(DATA EXTRACTS):

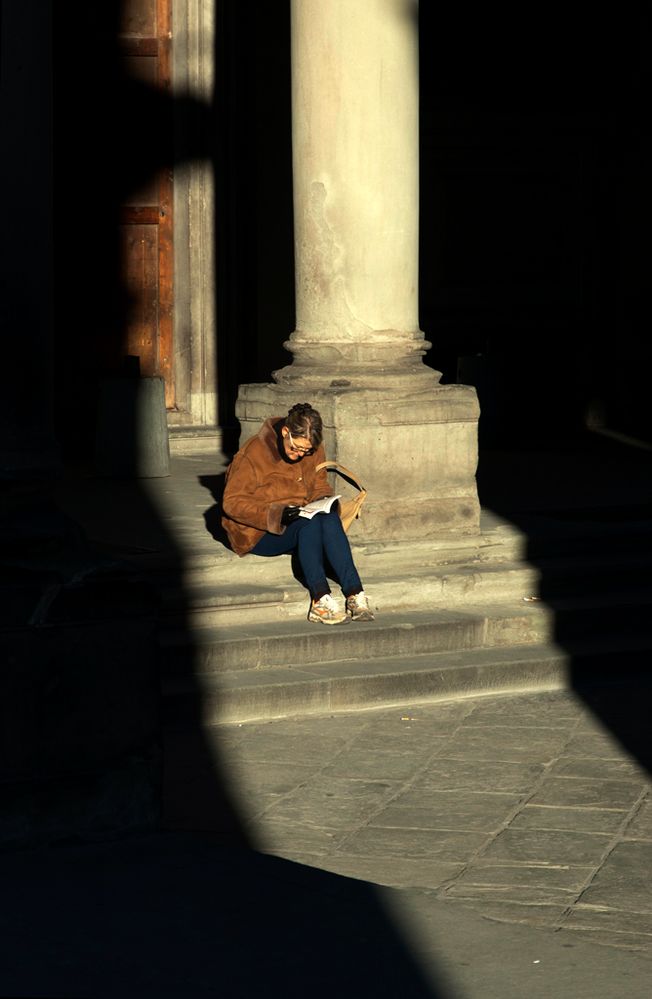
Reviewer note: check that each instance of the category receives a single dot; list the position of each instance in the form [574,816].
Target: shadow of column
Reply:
[133,874]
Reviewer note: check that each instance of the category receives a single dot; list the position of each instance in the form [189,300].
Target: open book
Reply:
[318,506]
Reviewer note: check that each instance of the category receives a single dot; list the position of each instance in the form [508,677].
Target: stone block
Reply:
[414,451]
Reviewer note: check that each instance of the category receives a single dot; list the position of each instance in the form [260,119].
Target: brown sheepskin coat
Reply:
[259,484]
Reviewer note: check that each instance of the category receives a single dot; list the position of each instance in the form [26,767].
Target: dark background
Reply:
[535,206]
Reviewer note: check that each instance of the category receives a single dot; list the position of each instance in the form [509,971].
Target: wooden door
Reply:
[146,216]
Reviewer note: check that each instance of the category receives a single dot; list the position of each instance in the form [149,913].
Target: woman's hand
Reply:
[290,514]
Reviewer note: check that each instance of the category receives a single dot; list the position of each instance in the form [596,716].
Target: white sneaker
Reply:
[326,611]
[357,606]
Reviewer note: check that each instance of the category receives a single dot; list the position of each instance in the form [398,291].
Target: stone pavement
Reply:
[524,807]
[490,848]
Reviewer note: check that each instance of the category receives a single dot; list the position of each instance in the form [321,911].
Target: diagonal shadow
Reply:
[134,873]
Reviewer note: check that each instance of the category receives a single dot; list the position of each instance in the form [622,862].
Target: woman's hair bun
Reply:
[300,409]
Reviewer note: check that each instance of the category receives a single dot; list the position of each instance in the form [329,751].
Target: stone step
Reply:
[297,642]
[372,682]
[300,642]
[276,596]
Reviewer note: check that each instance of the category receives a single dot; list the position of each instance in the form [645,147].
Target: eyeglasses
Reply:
[299,450]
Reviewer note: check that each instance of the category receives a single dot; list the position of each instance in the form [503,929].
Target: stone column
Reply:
[357,349]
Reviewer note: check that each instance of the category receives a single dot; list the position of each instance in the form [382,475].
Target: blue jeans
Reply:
[316,542]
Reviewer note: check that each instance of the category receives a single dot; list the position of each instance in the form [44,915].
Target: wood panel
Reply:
[146,216]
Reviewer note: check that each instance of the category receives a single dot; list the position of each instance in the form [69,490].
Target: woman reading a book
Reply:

(WHAT TO PRODUCE): Word-for-word repeat, images excluded: return all the data.

(WRITTEN RESPONSE):
Reviewer note: check that each instance of the category receives a single dot; list the position of each instance in the form [574,816].
Target: shadow of column
Reply:
[133,874]
Reviewer note: check that each instance of the category receives a single dot; list the position of each instance in the form [189,300].
Target: open book
Reply:
[318,506]
Reviewer note: check that each instance of the category receives a single dot; list the position of each instance in the form [508,677].
Target: stone block
Reply:
[414,451]
Reviewer note: check that each instance of the category receives a single dot; list the position of each instance in the form [260,119].
Target: brown sheepskin coat
Reply:
[259,484]
Reviewer note: check that each instance of the category receives a single dot; list the position of each instance in the form [26,767].
Target: dark background
Reply:
[535,206]
Reviewer note: check that each instance of the category receives a single dot; list the position of each instance in the form [509,971].
Target: wooden door
Reply:
[146,216]
Reviewer note: check that each instance of the category receives a single dot; list the position of each instance in the form [149,913].
Target: woman's hand
Reply:
[290,514]
Reviewer note: check that each instance of the category receives a single dot; list the position of each instance in the form [596,716].
Target: white sneaker
Reply:
[326,611]
[357,606]
Reviewer note: check that each instance of the category receives a single dot; list the position of each instance in the form [398,291].
Target: stone pavement
Reply:
[524,807]
[490,848]
Reviewer note: check that each instance of the category receives a single dot; list the position of each instance in the form [321,911].
Target: diagonal shadow
Reply:
[134,873]
Reviewer note: check that each instance of the category receives a single dot; list the position of each instance in the form [622,862].
Target: woman's hair bun
Reply:
[300,409]
Reviewer note: check that each instance of the category receives a single dot; list the position of each instance in the form [329,751].
Target: stone step
Reply:
[297,642]
[372,682]
[300,642]
[276,596]
Reviewer note: check that each instance of the category receives a single dot; list the position of each instance in the form [645,147].
Target: eyeglasses
Reply:
[299,450]
Reviewer note: check that each instance of the category receives a single dot; list the position of each instance in the form [503,929].
Target: stone column
Reply:
[357,349]
Reviewer note: check that each instance of the category receives a single dot; list the position of each instance in the form [382,475].
Target: blue jeans
Reply:
[316,542]
Reviewer note: check that each instance of the category receives a single dot; list the position of each instance in the form [44,915].
Target: wood panel
Reply:
[146,216]
Reviewer note: check that each instance of the category receives a single dot; list the position of each instance in the form [69,490].
Target: woman reading a book
Reply:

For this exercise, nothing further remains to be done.